--- DATA EXTRACTS ---

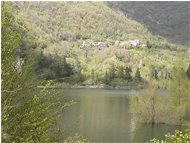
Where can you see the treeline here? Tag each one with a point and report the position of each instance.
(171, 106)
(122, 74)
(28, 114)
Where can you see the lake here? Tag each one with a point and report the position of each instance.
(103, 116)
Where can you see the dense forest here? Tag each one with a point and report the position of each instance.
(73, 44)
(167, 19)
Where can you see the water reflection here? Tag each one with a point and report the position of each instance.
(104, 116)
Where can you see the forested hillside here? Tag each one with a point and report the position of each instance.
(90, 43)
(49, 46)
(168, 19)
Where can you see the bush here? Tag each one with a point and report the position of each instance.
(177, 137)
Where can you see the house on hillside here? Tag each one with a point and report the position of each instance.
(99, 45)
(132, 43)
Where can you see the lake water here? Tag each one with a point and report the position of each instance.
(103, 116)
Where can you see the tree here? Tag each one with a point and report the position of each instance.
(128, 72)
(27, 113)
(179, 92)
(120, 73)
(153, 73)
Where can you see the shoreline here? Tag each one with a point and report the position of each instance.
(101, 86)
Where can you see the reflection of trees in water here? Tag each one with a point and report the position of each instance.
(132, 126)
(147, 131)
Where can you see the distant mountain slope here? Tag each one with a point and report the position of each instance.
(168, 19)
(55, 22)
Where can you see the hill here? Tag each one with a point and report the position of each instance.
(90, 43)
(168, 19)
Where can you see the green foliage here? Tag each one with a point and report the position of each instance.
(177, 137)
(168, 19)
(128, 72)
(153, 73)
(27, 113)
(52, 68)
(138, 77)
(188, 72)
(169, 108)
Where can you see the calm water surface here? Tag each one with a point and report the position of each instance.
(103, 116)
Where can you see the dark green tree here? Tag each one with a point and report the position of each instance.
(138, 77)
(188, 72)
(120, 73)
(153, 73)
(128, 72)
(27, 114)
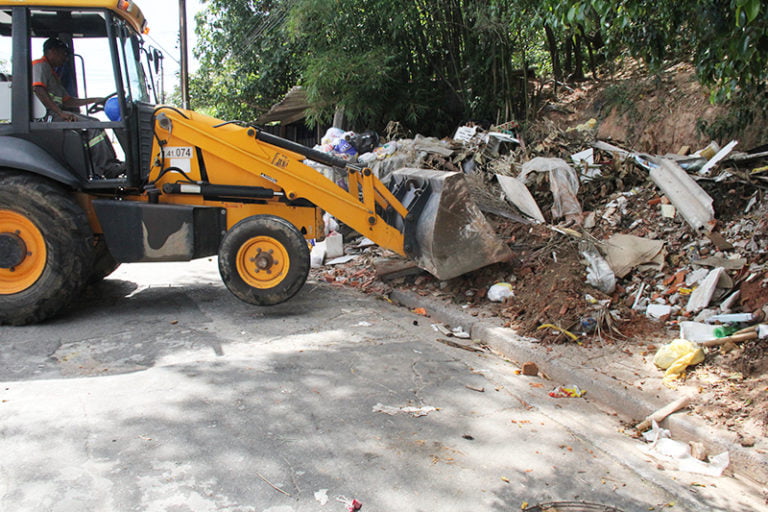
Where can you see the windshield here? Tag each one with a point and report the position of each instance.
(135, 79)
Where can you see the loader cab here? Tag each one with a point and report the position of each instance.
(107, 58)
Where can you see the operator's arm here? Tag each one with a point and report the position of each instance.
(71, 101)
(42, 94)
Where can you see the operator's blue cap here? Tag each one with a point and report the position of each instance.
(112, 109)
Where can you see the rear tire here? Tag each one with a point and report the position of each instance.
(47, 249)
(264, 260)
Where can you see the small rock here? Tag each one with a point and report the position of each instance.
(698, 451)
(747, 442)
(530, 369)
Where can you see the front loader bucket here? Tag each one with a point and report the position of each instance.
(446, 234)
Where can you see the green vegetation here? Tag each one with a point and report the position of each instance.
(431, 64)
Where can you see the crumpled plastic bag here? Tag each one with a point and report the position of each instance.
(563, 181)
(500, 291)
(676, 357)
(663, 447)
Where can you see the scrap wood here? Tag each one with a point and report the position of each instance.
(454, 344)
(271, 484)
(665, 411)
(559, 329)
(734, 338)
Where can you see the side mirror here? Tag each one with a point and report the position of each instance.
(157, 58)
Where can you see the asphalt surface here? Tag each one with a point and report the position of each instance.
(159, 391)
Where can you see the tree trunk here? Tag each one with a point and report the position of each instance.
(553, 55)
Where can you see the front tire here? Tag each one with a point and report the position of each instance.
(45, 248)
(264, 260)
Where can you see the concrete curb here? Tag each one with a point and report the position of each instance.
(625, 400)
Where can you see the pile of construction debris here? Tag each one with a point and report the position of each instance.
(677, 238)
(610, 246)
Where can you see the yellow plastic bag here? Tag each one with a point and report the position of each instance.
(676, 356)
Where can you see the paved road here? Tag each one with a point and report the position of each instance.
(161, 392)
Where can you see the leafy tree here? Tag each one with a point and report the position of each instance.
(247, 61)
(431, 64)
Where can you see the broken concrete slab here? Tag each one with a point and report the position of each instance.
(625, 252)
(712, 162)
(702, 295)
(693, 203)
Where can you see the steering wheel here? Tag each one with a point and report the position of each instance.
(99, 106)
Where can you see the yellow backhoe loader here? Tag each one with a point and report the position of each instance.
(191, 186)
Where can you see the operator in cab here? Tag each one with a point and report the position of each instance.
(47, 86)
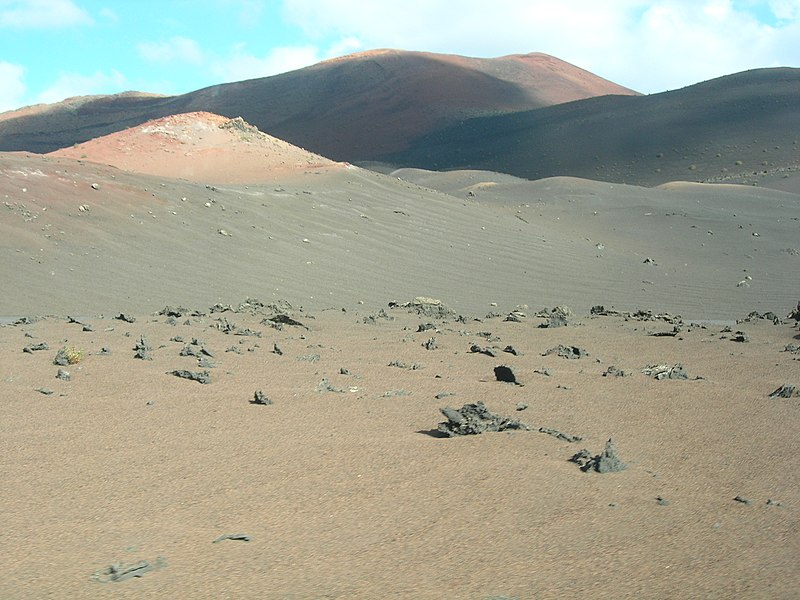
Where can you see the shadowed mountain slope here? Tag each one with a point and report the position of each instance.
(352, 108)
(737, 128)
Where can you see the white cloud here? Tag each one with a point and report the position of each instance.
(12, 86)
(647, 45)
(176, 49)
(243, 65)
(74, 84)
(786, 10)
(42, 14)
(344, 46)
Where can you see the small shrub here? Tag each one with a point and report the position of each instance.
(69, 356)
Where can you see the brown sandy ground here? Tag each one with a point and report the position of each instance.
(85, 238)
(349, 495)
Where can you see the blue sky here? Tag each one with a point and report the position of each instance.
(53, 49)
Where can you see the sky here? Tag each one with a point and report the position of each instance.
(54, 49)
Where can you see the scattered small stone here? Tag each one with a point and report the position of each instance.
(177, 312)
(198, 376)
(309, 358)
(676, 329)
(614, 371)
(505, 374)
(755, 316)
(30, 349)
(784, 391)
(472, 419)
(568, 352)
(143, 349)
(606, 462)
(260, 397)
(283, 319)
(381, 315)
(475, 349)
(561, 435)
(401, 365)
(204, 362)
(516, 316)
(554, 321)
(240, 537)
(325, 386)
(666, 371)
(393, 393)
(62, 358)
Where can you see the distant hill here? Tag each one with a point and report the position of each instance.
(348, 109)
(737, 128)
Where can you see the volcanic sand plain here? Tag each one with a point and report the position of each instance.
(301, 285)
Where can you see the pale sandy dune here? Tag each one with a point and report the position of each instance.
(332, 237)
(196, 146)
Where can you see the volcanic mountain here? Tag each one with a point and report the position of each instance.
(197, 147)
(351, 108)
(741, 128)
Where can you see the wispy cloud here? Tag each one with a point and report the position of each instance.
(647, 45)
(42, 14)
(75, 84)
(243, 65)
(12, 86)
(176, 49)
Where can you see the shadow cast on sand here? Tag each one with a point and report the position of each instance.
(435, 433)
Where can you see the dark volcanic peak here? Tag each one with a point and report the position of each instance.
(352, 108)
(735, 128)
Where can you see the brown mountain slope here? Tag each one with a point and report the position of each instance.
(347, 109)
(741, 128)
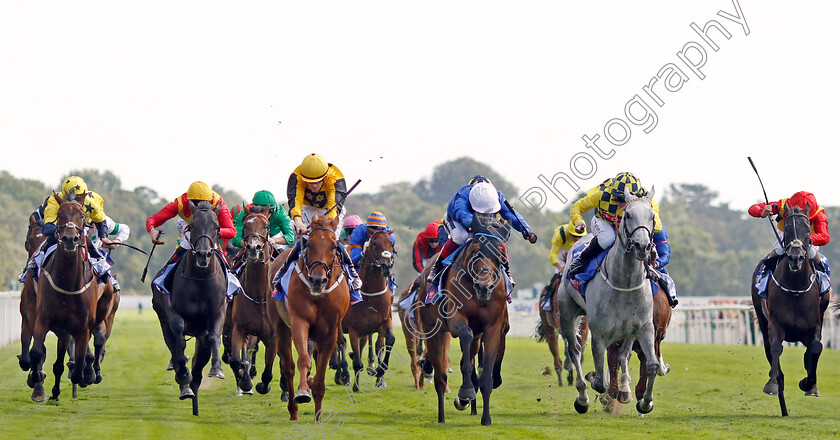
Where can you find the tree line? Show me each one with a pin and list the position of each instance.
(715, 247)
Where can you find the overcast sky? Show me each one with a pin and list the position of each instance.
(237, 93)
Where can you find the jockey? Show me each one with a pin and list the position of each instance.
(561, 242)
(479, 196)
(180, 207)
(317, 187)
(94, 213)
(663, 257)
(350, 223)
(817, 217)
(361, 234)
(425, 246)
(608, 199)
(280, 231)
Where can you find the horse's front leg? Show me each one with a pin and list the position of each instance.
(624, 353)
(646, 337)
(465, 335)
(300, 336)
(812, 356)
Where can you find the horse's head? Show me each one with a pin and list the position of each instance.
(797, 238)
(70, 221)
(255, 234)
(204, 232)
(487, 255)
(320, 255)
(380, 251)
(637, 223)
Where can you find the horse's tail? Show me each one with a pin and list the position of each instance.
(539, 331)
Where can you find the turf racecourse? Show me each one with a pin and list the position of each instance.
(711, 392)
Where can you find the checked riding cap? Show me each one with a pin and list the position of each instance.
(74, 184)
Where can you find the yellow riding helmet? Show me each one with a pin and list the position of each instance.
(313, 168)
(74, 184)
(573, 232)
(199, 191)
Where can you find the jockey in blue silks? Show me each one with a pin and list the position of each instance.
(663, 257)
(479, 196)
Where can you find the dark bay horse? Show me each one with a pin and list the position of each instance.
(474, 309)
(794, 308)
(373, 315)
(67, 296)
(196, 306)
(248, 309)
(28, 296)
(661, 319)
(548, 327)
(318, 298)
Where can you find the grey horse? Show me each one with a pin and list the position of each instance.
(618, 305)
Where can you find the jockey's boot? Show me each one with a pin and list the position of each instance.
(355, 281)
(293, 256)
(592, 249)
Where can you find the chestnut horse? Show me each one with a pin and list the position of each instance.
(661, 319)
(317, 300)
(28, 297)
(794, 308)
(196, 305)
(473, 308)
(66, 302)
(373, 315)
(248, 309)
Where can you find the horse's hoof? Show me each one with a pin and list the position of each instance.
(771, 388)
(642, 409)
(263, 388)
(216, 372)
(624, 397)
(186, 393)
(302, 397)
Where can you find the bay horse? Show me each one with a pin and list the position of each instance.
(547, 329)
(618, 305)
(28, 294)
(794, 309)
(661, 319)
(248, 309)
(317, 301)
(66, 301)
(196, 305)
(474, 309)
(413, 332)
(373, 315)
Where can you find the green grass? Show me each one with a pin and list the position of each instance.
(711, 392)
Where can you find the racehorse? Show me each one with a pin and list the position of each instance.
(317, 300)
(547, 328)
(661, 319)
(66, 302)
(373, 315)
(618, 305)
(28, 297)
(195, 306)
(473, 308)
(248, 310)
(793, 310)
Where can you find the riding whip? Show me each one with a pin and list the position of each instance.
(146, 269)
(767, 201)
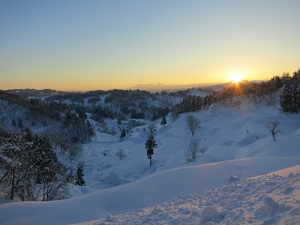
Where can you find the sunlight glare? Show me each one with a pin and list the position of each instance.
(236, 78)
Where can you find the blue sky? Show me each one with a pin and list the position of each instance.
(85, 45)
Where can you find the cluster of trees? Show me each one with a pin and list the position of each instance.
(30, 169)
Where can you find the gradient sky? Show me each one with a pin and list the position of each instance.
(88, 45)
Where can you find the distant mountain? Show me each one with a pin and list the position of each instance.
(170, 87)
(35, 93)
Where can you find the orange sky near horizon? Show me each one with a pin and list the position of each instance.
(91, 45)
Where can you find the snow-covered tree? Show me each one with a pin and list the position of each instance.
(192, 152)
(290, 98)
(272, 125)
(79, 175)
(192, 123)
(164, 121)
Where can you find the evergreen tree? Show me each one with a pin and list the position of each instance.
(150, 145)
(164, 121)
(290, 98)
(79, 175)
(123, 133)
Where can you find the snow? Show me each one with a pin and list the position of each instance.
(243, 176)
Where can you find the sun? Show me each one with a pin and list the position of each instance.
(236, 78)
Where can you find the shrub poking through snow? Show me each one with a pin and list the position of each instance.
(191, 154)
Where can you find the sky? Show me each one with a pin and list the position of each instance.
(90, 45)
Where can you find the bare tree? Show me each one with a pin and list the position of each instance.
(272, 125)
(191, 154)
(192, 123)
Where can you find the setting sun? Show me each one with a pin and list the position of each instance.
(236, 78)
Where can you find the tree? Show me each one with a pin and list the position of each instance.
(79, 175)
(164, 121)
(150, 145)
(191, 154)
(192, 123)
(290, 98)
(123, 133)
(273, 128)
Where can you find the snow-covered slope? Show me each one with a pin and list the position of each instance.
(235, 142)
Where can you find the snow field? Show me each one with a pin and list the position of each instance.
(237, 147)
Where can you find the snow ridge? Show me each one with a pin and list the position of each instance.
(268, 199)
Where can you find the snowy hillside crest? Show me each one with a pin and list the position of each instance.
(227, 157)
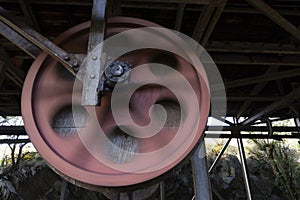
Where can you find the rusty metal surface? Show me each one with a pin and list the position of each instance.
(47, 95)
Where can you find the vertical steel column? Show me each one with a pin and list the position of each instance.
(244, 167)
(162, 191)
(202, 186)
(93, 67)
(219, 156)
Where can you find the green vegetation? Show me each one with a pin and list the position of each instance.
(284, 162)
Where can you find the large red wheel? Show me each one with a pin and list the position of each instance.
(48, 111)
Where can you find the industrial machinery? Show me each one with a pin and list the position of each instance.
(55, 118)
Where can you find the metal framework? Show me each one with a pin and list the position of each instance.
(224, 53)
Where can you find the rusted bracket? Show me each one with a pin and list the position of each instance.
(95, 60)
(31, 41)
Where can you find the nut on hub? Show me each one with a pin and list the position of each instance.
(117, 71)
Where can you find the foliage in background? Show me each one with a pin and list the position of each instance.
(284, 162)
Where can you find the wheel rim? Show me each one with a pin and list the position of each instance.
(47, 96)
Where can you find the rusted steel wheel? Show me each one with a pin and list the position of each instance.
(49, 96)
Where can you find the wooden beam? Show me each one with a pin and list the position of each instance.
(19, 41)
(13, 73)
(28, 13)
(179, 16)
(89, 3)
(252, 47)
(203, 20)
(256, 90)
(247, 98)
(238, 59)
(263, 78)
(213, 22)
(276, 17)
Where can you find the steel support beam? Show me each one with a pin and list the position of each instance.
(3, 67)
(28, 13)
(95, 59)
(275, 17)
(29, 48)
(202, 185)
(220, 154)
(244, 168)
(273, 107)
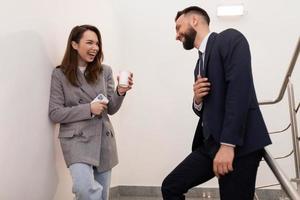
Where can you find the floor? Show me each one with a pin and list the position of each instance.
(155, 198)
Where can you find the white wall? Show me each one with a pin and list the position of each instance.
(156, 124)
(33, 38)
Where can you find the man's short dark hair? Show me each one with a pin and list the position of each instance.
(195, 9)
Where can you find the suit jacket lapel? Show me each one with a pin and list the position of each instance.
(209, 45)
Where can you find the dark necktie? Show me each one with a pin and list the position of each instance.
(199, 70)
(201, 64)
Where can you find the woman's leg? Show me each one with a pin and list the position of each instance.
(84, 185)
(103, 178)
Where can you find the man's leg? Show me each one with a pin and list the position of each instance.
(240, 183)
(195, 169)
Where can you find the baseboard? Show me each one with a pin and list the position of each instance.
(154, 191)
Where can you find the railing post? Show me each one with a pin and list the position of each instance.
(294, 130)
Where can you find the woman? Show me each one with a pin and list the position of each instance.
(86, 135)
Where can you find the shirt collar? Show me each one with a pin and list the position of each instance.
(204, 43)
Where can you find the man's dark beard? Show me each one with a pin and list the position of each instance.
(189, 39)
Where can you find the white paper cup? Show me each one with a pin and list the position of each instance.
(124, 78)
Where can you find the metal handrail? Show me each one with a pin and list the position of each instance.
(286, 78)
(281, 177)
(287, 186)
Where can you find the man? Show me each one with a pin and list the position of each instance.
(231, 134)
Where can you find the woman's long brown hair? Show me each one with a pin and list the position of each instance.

---

== EXERCISE BRIEF ==
In the entries above, find the line with "Where can you find the metal handrail?", then retype it and every line after it exactly.

== EXPECTED ANSWER ==
Where can you find the metal handrail? Show me each one with a pin and list the position of each instance.
(286, 78)
(281, 177)
(287, 186)
Where can you find the man? Show me each one with a pin and list the position of each instance.
(231, 134)
Where can you find the woman's long brown hair? Show me each one with a pin and list the position of each instance.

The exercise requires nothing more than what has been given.